==== Materials provided

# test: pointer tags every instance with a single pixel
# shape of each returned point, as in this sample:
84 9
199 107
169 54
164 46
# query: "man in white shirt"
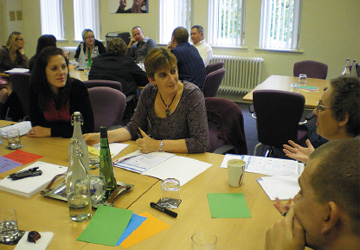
205 50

========

▶ [Prompt]: Copy out all the entries exactly. Images stay out of the copy.

▶ [Answer space]:
# test: pointer tags every instance with a single pixel
# shape of each returned point, as in this sample:
84 9
199 107
169 54
164 46
# query: "man in white shirt"
205 50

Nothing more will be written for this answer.